BEGIN TASK INPUTS

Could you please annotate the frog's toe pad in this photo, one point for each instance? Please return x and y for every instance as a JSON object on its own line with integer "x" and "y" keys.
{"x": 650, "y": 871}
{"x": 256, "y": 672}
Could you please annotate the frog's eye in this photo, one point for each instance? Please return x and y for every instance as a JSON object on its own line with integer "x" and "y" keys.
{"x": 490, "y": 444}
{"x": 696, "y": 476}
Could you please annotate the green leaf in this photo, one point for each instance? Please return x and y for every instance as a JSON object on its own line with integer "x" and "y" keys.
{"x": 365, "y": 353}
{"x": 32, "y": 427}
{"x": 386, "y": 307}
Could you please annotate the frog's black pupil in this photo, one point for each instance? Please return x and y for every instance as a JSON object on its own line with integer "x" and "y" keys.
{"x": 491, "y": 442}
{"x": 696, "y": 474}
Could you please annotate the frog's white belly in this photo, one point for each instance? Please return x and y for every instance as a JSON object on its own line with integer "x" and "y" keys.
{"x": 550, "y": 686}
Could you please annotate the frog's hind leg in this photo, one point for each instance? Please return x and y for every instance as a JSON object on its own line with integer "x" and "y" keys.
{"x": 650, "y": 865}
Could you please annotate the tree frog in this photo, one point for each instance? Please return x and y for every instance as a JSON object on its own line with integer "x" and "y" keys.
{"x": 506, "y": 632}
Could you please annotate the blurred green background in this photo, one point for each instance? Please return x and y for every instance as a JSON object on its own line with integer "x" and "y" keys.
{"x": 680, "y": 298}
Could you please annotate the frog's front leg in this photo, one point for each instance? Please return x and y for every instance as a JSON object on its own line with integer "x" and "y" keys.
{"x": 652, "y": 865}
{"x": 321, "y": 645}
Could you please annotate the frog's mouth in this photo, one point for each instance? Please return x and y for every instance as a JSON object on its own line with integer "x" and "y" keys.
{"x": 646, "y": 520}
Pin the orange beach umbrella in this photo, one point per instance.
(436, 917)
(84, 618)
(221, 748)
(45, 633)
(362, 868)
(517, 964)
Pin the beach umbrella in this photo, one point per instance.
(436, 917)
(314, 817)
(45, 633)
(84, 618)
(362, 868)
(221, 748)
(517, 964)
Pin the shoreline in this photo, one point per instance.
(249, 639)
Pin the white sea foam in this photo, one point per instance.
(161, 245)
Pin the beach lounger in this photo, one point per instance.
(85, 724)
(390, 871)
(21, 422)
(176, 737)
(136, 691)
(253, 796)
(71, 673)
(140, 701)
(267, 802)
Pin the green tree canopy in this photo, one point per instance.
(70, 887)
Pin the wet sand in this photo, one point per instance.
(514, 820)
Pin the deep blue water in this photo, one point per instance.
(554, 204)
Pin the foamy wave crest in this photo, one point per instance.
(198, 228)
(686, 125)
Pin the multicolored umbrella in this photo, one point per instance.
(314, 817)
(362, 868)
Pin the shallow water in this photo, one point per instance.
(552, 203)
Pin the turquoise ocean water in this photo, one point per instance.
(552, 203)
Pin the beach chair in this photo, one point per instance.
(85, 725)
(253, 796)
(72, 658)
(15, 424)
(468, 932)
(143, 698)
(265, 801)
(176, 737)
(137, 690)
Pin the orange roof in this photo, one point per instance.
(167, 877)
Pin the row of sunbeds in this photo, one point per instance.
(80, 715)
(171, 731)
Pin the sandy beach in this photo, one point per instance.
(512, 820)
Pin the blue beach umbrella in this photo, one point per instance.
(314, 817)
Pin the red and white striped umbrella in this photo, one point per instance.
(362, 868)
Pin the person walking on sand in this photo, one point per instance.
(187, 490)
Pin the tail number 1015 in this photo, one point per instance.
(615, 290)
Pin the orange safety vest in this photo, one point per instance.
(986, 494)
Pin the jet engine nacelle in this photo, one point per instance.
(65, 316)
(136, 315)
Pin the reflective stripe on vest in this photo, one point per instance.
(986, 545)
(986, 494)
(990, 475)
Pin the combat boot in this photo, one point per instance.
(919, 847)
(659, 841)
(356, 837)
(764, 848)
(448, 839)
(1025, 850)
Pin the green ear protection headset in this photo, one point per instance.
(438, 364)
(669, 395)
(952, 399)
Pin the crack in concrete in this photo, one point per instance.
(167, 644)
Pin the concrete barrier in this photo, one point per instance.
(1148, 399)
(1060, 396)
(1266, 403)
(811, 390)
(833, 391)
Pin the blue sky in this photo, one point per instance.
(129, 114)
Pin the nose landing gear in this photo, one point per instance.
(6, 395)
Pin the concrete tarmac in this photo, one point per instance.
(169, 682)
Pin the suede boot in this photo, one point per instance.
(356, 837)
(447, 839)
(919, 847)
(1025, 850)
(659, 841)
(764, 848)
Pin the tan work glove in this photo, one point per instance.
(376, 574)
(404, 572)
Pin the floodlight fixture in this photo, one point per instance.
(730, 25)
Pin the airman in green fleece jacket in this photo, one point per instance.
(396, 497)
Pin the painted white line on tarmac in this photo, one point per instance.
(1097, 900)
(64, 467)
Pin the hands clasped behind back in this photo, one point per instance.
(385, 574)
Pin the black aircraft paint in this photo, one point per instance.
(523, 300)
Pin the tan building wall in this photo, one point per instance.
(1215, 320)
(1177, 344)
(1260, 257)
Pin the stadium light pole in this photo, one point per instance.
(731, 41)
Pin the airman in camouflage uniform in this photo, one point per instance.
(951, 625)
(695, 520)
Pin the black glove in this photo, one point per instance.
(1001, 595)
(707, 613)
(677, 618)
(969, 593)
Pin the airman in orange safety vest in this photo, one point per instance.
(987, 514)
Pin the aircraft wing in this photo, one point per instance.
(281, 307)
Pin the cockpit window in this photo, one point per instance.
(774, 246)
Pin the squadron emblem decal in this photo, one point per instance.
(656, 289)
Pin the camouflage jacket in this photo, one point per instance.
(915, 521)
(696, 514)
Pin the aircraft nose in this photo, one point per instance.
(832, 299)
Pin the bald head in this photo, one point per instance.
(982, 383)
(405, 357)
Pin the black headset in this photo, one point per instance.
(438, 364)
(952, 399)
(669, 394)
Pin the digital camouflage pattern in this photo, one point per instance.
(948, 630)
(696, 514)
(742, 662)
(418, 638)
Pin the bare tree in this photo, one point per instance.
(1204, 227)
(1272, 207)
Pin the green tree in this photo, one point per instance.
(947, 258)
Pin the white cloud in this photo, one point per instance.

END TASK INPUTS

WHAT THE TASK ASKS
All of the records above need to be printed again exactly as they appear.

RESULT FOR THIS EXERCISE
Could you please annotate the frog's toe pad in this photo, one point for each instance? Please return x and y for every instance as a JSON object on its own line with integer "x" and "y" keys.
{"x": 650, "y": 871}
{"x": 256, "y": 672}
Could you please annotate the frog's eye in this photo, one point for each instance? Please return x and y for every instance as a JSON object on its own line with integer "x" and "y" keys.
{"x": 490, "y": 444}
{"x": 696, "y": 476}
Could you please annotate the green leaf in this photo, one point for each instance? Please return x and y for every instance as a JSON object on its own line with integer "x" and "y" keys.
{"x": 365, "y": 353}
{"x": 32, "y": 427}
{"x": 386, "y": 307}
Could you please annotate the frog's black pupil in this photo, one point for each instance? Please return x and y for every instance as a JSON object on its own line with integer "x" and "y" keys.
{"x": 491, "y": 442}
{"x": 696, "y": 474}
Could you please annotate the frog's white belly in this photo, one point for each instance? Please return x and y for every instance as a JSON object on its own line with integer "x" and "y" keys.
{"x": 550, "y": 686}
Could you please annotate the frog's hind leg in this photo, one point for each instance? Please return x and y for every instance as a JSON object on its own line with integer "x" and "y" keys.
{"x": 650, "y": 865}
Could you please annotate the tree frog in this photo, one point for each instance? Please return x and y for every instance as a JSON object on its own line with integer "x" and "y" keys.
{"x": 506, "y": 632}
Could you please annotate the blurred green background in this photo, one point for each instance? Please return x and y for every instance as a JSON object on its own line with integer "x" and "y" keys.
{"x": 680, "y": 298}
Could you please annotate the frog's front leg in this photo, one point for each instance? Please return x and y for every instance as a JSON object on its own line with integer "x" and "y" keys.
{"x": 652, "y": 865}
{"x": 321, "y": 645}
Could you please annotate the frog's mouth in this photo, one point for each instance? Please return x and y for every instance as a JSON object on its own line with integer "x" and "y" keys.
{"x": 646, "y": 520}
Pin the orange beach umbrella in this photo, one point per instance.
(436, 917)
(84, 618)
(221, 748)
(45, 633)
(362, 868)
(517, 964)
Pin the beach umbrella in this photo, one point per instance.
(436, 917)
(314, 817)
(45, 633)
(84, 618)
(362, 868)
(221, 748)
(517, 964)
Pin the shoreline in this photo, one point per instance.
(249, 639)
Pin the white sea foam in this photo, one point per instance.
(161, 245)
Pin the beach lounger in this photo, one point per instance.
(85, 724)
(390, 871)
(21, 422)
(176, 737)
(136, 691)
(253, 796)
(71, 673)
(140, 701)
(267, 802)
Pin the green tree canopy in this photo, one point per instance.
(70, 887)
Pin the wet sand in this photo, one point per instance.
(514, 820)
Pin the deep blue water in this photo, one point per instance.
(554, 204)
Pin the foamy wave crest in this photo, one point per instance.
(198, 228)
(686, 125)
Pin the multicolored umbrella in this photo, one point per instance.
(314, 817)
(362, 868)
Pin the shallow water in this photo, one point per instance.
(552, 203)
Pin the turquoise ocean water in this photo, one point per instance.
(552, 203)
Pin the beach chair in this photo, one point per instance.
(85, 725)
(253, 796)
(72, 658)
(15, 424)
(468, 932)
(143, 698)
(265, 801)
(176, 737)
(137, 690)
Pin the orange roof in this photo, one point per instance.
(167, 877)
Pin the row of sunbeds in this photo, one point per instance.
(80, 715)
(171, 731)
Pin the sandy beach in this photo, one point per instance.
(512, 820)
Pin the blue beach umbrella in this photo, one point per instance.
(314, 817)
Pin the red and white striped umbrella in this photo, one point per instance.
(362, 868)
Pin the person walking on sand in this photo, one point per instance.
(187, 490)
Pin the tail number 1015 in this photo, one point per instance.
(615, 290)
Pin the orange safety vest in this photo, one point per instance.
(986, 494)
Pin the jet engine nacelle in this photo, one point per instance.
(65, 316)
(136, 315)
Pin the reflective stripe on vest in this photo, one point per instance.
(986, 545)
(986, 494)
(990, 475)
Pin the combat boot in this photo, one point per instance.
(919, 847)
(659, 841)
(356, 837)
(764, 848)
(448, 839)
(1025, 850)
Pin the green ear protection headset in this photo, one point per instance.
(438, 364)
(669, 395)
(952, 399)
Pin the crack in concrete in this photo, one point per instance.
(167, 644)
Pin the concrete barrier in this photo, one point per instance.
(1148, 399)
(1060, 396)
(1266, 403)
(811, 390)
(833, 391)
Pin the blue sky in this photo, one point per instance.
(129, 114)
Pin the nose landing gear in this photo, one point per instance.
(6, 395)
Pin the concrete tarmac in this photo, one point per instance.
(169, 682)
Pin the suede boot in this photo, one point per instance.
(356, 837)
(447, 839)
(919, 847)
(1025, 850)
(659, 841)
(764, 848)
Pin the tan work glove in this photo, one point per instance.
(376, 574)
(404, 572)
Pin the floodlight fixture in this photo, one point per instance.
(730, 25)
Pin the airman in green fleece jacket in this photo, one point per instance.
(396, 497)
Pin the painted white line on tarmac in this photo, one point per instance.
(1097, 900)
(64, 467)
Pin the hands clasped behind back in this photo, one point per instance.
(385, 574)
Pin the black aircraft paint in this photo, one point per instance.
(523, 300)
Pin the tan building wall in this photo, one point per instance.
(1215, 320)
(1177, 344)
(1260, 257)
Pin the stadium light pole in this photo, one point per instance.
(731, 41)
Pin the airman in camouflage uniform in this photo, one point per instance.
(951, 625)
(695, 520)
Pin the black glove in this photo, one point per instance.
(1001, 595)
(707, 613)
(677, 618)
(969, 593)
Pin the airman in orange safety vest in this photo, one point per instance.
(987, 514)
Pin the aircraft wing in this photo, one point per instance.
(281, 307)
Pin the cockpit window in this photo, one point per instance.
(774, 246)
Pin the squadron emblem decal in this photo, one point per instance.
(656, 289)
Pin the camouflage jacket in this photo, one point per instance.
(915, 521)
(696, 514)
Pin the aircraft nose in this photo, one point per instance.
(832, 299)
Pin the bald head in this photo, one point per instance.
(982, 383)
(405, 357)
Pin the black headset in this photo, one point per instance.
(438, 364)
(952, 399)
(669, 394)
Pin the digital camouflage pattern in this photo, one point per instance.
(948, 630)
(696, 514)
(742, 662)
(418, 638)
Pin the bare tree in this photo, one point per instance.
(1204, 227)
(1272, 207)
Pin the green tree in this photo, one point per instance.
(947, 258)
Pin the white cloud in this photo, one point per instance.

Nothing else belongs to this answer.